══ Data ══
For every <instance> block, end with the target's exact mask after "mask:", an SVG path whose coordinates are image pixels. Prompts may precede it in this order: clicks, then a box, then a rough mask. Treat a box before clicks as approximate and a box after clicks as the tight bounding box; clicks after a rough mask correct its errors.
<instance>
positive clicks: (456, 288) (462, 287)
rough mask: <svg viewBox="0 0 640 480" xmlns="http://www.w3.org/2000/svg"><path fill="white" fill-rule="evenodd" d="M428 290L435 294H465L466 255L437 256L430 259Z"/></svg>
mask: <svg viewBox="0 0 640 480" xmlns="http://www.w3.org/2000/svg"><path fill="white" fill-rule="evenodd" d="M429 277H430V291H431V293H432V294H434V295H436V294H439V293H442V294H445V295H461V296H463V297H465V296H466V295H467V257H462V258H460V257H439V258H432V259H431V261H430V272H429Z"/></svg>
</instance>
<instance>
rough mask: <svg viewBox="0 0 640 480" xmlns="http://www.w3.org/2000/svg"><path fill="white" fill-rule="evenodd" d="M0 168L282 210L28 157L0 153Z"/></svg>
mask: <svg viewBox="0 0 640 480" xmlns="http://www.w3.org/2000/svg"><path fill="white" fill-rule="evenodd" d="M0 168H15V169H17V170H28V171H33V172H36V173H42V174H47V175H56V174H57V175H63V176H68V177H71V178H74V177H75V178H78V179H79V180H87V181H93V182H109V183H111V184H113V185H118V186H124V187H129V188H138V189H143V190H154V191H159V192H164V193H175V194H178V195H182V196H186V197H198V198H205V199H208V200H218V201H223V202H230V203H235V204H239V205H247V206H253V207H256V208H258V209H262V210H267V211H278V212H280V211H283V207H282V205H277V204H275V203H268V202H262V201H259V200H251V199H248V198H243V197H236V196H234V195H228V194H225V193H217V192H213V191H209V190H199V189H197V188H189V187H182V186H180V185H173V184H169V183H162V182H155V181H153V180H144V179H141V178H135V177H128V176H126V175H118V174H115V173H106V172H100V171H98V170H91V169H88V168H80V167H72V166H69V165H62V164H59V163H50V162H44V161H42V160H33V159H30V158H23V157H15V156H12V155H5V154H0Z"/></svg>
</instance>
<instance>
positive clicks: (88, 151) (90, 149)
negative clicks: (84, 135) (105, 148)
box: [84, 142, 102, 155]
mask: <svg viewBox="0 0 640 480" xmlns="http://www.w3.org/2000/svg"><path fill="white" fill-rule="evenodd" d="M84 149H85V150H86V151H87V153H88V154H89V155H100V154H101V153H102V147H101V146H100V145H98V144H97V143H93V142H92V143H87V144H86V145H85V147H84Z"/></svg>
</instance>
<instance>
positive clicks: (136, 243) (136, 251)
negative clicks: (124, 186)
═══
• **What is expected**: Please retype, exactly as written, every line from the line containing "box: [84, 142, 102, 155]" through the last line of the records above, including both of those lines, and nothing else.

• **Result of this task**:
box: [84, 142, 102, 155]
mask: <svg viewBox="0 0 640 480" xmlns="http://www.w3.org/2000/svg"><path fill="white" fill-rule="evenodd" d="M84 149H85V150H86V151H87V153H88V154H89V155H100V154H101V153H102V147H101V146H100V145H98V144H97V143H93V142H92V143H87V144H86V145H85V147H84Z"/></svg>
</instance>
<instance>
positive clicks: (136, 243) (136, 251)
negative clicks: (124, 186)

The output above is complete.